[Recorded data]
[Start of Attachment]

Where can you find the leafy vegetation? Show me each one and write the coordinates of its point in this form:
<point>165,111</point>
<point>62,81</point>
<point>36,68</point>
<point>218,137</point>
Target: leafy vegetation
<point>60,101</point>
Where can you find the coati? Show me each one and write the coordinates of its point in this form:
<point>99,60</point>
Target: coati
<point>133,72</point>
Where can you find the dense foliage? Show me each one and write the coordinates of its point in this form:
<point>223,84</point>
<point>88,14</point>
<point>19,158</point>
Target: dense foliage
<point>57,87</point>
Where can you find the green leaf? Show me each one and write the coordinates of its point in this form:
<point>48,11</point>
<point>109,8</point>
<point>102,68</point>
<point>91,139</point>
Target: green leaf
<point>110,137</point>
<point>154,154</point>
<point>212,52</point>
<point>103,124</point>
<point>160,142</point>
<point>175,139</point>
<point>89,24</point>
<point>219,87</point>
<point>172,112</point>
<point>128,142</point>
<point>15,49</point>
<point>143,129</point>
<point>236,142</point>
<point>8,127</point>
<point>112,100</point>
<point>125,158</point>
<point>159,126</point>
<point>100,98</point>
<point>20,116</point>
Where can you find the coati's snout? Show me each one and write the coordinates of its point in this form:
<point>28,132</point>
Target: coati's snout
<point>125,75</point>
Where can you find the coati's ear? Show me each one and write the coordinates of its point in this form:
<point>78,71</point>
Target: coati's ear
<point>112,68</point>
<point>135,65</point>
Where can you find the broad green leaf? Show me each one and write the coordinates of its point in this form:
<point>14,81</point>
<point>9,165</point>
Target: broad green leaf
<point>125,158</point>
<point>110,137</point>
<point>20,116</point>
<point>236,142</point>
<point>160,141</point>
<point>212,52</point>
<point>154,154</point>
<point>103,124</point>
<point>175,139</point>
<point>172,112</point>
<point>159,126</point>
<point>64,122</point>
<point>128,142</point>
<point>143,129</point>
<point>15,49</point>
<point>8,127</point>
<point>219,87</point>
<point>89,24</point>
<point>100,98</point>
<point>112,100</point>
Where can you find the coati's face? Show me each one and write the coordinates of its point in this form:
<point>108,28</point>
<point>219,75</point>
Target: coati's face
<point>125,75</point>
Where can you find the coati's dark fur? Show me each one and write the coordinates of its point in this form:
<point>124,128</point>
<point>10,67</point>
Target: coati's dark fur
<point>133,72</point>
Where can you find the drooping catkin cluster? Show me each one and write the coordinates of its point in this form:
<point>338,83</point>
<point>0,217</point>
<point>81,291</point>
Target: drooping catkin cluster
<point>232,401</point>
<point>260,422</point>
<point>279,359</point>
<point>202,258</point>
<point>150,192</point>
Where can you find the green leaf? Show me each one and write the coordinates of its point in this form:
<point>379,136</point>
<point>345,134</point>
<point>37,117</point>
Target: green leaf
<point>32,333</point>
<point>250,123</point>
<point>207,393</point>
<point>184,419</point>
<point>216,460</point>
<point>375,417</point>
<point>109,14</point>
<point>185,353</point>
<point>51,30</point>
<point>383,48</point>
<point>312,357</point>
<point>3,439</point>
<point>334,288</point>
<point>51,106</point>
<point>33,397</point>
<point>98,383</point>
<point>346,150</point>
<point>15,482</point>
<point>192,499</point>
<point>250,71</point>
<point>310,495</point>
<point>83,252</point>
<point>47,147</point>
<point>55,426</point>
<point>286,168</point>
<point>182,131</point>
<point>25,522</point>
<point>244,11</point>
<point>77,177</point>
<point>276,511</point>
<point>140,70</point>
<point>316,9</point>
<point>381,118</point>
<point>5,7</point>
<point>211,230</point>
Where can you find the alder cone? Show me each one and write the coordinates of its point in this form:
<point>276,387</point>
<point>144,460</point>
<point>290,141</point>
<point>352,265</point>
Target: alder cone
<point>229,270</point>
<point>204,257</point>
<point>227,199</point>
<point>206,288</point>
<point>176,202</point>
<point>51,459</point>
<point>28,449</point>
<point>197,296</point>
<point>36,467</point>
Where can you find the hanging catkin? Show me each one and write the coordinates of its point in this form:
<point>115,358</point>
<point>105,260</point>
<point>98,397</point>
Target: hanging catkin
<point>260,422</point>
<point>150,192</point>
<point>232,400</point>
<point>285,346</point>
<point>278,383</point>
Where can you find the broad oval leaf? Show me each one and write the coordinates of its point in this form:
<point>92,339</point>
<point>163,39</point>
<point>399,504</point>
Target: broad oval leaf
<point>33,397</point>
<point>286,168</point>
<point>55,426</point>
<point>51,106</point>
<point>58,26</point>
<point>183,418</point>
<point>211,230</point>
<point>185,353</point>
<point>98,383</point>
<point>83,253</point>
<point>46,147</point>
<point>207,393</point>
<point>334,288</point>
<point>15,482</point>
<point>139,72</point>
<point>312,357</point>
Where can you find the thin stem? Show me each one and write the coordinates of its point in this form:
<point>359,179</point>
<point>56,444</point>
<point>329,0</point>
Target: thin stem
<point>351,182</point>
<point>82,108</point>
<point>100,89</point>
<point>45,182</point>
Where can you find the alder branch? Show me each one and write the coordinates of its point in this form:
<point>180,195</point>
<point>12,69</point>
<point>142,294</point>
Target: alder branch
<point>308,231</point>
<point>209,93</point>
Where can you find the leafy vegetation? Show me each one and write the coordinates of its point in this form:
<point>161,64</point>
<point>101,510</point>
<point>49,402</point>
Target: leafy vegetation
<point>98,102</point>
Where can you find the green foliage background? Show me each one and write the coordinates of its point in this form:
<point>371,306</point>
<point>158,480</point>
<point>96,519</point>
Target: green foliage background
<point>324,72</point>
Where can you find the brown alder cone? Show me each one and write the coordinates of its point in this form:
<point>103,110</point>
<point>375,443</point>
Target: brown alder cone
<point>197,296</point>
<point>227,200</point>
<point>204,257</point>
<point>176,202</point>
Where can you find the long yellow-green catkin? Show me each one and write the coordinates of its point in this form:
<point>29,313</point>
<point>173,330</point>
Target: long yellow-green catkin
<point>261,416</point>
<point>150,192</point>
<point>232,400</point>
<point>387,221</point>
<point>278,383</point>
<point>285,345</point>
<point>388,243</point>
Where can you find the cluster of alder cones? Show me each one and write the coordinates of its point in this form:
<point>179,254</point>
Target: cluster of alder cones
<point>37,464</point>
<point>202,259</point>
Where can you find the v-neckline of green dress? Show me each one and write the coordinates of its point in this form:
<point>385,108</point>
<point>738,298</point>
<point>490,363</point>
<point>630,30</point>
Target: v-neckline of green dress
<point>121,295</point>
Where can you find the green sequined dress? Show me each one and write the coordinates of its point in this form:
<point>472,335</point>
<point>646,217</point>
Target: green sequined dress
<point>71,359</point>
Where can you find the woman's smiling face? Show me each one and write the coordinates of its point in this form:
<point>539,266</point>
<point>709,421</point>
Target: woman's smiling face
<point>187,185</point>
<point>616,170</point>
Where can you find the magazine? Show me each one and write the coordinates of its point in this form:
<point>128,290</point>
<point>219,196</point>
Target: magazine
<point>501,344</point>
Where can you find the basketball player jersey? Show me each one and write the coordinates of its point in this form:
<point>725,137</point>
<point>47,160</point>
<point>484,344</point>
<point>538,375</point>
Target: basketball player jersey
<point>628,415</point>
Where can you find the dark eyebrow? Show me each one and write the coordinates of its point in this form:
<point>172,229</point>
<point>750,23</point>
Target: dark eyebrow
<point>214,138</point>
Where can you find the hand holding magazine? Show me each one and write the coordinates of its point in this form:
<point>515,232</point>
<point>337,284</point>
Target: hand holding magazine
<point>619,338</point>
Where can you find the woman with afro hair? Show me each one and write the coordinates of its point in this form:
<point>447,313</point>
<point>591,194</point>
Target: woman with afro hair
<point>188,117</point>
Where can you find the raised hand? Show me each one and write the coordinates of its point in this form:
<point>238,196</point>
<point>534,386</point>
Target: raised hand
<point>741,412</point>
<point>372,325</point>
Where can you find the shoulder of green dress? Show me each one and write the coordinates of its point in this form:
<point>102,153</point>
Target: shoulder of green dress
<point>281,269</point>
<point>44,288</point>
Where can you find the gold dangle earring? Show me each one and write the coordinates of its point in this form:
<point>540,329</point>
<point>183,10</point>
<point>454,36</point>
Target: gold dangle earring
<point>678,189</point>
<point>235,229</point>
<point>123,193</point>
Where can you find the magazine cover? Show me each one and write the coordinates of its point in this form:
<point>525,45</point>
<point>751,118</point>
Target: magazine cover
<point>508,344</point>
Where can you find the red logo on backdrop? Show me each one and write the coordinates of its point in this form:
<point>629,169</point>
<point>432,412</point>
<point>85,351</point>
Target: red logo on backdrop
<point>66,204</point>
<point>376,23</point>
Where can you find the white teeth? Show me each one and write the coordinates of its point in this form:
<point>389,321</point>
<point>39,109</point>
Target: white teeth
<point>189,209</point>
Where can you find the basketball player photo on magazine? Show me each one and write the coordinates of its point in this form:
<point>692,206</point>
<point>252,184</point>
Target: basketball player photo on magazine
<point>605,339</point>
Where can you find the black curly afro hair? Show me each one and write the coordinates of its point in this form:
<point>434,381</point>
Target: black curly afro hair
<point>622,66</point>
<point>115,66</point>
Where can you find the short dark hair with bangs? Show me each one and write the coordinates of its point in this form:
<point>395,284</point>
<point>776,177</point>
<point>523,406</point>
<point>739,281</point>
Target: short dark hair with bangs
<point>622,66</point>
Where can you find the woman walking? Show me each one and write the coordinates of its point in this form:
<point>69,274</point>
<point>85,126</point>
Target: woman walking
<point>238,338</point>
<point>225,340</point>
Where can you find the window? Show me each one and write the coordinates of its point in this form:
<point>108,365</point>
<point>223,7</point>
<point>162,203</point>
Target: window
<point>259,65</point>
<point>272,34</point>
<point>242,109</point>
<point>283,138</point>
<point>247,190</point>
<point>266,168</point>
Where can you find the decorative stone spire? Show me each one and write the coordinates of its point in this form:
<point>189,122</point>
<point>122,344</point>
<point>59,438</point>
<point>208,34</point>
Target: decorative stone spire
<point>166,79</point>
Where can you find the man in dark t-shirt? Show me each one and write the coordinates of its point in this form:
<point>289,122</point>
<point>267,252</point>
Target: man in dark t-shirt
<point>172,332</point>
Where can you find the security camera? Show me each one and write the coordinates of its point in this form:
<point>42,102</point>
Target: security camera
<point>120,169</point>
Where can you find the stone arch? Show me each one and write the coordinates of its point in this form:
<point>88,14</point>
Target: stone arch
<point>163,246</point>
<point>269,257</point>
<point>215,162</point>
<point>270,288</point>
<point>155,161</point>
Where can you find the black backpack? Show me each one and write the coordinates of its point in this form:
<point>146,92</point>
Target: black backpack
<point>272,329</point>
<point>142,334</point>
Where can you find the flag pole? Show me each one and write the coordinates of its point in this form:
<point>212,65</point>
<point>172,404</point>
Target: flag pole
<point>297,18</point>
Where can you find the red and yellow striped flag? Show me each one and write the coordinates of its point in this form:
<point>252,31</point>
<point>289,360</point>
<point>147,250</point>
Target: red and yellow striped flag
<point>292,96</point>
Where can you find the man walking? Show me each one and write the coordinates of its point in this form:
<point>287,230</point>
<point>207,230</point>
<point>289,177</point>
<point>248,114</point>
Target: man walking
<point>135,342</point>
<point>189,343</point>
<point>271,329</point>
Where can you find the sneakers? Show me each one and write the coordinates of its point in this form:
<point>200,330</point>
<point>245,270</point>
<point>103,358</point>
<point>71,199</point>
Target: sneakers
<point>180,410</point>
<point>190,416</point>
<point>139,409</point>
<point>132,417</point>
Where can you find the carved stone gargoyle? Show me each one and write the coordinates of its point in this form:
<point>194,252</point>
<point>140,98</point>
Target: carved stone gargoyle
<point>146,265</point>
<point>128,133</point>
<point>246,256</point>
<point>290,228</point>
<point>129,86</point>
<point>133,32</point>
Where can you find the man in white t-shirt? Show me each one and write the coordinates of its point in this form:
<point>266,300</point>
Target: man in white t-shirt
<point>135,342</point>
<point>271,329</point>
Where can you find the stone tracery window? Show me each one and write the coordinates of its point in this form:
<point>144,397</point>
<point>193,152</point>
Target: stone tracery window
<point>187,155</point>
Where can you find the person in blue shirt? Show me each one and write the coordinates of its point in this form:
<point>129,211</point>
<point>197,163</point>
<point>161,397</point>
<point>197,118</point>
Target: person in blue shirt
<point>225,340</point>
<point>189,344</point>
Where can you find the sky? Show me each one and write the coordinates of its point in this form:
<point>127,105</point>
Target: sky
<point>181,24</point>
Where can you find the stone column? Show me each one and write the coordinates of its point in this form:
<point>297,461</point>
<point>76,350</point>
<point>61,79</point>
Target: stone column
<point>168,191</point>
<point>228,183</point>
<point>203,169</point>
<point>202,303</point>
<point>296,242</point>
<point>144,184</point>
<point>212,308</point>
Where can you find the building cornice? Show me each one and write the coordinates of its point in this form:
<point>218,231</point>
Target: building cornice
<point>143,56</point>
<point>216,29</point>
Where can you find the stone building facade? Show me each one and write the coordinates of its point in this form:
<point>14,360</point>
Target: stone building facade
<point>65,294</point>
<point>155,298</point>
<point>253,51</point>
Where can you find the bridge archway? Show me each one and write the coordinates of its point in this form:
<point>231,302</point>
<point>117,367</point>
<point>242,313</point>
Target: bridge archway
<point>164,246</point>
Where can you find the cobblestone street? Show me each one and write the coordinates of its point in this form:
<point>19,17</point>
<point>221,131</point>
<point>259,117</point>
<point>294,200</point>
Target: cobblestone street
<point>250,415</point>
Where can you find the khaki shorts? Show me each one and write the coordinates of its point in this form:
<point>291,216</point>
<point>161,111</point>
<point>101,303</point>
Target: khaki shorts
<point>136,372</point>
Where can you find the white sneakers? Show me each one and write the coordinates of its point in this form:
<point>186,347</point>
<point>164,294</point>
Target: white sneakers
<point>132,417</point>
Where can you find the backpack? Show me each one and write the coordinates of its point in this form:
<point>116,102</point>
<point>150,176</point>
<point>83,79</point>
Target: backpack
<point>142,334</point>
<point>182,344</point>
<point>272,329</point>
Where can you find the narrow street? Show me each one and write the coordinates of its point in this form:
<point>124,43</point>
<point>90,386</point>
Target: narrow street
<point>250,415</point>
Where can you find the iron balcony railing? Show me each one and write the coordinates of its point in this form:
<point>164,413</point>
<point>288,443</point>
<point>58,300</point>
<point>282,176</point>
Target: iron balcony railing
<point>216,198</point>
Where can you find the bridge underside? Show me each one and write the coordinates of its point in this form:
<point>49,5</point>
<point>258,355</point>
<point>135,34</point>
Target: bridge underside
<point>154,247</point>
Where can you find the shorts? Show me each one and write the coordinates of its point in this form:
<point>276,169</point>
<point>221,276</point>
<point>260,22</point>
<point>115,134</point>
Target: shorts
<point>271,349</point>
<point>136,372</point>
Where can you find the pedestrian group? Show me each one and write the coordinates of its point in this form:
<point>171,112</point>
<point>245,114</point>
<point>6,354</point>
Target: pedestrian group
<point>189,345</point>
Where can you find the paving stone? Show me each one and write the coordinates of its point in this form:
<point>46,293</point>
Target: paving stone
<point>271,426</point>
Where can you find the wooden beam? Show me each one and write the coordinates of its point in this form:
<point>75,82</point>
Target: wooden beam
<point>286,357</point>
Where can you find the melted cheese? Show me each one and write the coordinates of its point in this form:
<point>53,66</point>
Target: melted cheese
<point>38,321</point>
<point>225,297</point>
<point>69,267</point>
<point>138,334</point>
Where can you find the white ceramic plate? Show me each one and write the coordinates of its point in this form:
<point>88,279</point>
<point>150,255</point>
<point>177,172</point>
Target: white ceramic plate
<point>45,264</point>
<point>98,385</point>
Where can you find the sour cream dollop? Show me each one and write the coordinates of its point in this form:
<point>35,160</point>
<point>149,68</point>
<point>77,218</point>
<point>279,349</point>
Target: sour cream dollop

[End of Attachment]

→ **EXERCISE DIRECTIONS**
Here the output must be the lines above from the line with "Where can you find the person" to the line with "<point>101,303</point>", both included, duplicated word for word and nothing else.

→ **RESULT BELOW**
Where can you find the person in blue shirt? Show me each one and write the coordinates of its point in this form:
<point>129,211</point>
<point>197,163</point>
<point>161,397</point>
<point>197,118</point>
Target: person in blue shirt
<point>225,340</point>
<point>189,344</point>
Where can you find the sky? Show me each one and write the coordinates of its point in this form:
<point>127,105</point>
Target: sky
<point>181,24</point>
Where can you find the stone column? Show me each one and write the coordinates of its point in this form:
<point>297,461</point>
<point>76,350</point>
<point>61,79</point>
Target: stone column
<point>168,191</point>
<point>228,183</point>
<point>203,169</point>
<point>202,303</point>
<point>296,242</point>
<point>144,184</point>
<point>212,308</point>
Where can you find the building cornice? Show me each one and write the coordinates of its point in this form:
<point>218,231</point>
Target: building cornice
<point>143,56</point>
<point>216,29</point>
Where can you find the stone building facade? Show me each one and write the coordinates of its point in this form:
<point>14,360</point>
Target: stone building facade
<point>65,294</point>
<point>155,298</point>
<point>253,51</point>
Where can you find the bridge archway? Show me each one and write the coordinates of its point in this form:
<point>231,302</point>
<point>117,367</point>
<point>242,313</point>
Target: bridge archway
<point>164,246</point>
Where can you find the cobblestone street? Show me each one and write the coordinates of its point in this form:
<point>19,17</point>
<point>221,131</point>
<point>259,117</point>
<point>294,200</point>
Target: cobblestone street
<point>250,415</point>
Where can you find the khaki shorts? Show me each one and write the coordinates of its point in this form:
<point>291,216</point>
<point>161,111</point>
<point>101,303</point>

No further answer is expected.